● Exercise prompt
In the article on the song "Chow Down (at Chick-fil-A)", which song is it a parody of?

● Document extract
"Chow Down (at Chick-fil-A)" is a song by American singer and drag queen Willam Belli, featuring Detox and Vicky Vox (known collectively as DWV). The song was released on March 18, 2012, following Willam's elimination from the fourth season of RuPaul's Drag Race. Upon release, the song's music video went viral online.

Background and composition

"Chow Down (at Chick-fil-A)" was written by Willam Belli, Detox, and Vicky Vox as a parody of "Hold On" by Wilson Phillips. The song was produced by Markaholic.  It also features a rap by Detox as an homage to "Waterfalls" by TLC.  The song was released as the second single from Willam's first studio album The Wreckoning. "Chow Down" addresses the 2012 Chick-fil-A same-sex marriage controversy and the opening of a Chick-fil-A restaurant in Hollywood.

Reception
Within three days of its release, the YouTube page for the music video had been viewed over 400,000 times.

[Referring expression data]
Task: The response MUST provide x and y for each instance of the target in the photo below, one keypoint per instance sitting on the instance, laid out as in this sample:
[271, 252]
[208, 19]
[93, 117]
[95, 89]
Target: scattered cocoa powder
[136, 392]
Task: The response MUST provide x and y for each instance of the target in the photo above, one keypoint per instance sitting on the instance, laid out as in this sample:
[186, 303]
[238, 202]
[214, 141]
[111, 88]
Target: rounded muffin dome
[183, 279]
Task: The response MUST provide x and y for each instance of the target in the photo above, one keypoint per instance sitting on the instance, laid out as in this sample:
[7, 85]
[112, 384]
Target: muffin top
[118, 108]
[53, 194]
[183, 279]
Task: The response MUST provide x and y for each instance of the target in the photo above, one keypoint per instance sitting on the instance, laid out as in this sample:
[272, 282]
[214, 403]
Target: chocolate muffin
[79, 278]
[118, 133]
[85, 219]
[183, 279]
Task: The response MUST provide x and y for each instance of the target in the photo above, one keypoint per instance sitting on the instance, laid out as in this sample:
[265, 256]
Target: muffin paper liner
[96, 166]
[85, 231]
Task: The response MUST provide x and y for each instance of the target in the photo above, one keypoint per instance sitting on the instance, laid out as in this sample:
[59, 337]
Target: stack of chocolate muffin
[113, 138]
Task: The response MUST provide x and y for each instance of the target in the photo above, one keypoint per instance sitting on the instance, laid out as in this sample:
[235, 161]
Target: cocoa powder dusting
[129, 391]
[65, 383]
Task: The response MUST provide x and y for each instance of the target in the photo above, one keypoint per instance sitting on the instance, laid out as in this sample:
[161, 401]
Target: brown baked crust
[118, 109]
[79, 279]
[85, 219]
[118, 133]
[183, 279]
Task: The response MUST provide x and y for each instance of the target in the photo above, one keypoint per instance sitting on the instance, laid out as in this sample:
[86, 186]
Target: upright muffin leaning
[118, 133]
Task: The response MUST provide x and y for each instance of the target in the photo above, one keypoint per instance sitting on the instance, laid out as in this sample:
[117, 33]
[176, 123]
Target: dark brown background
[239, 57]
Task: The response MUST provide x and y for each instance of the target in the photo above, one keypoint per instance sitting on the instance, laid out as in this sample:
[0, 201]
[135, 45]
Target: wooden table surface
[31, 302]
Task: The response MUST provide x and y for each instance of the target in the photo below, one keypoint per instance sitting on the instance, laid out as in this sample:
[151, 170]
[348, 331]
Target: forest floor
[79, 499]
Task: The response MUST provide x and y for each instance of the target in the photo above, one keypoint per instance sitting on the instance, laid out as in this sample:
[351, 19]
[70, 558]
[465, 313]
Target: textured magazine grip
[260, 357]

● Output of the exercise
"Hold On" by Wilson Phillips.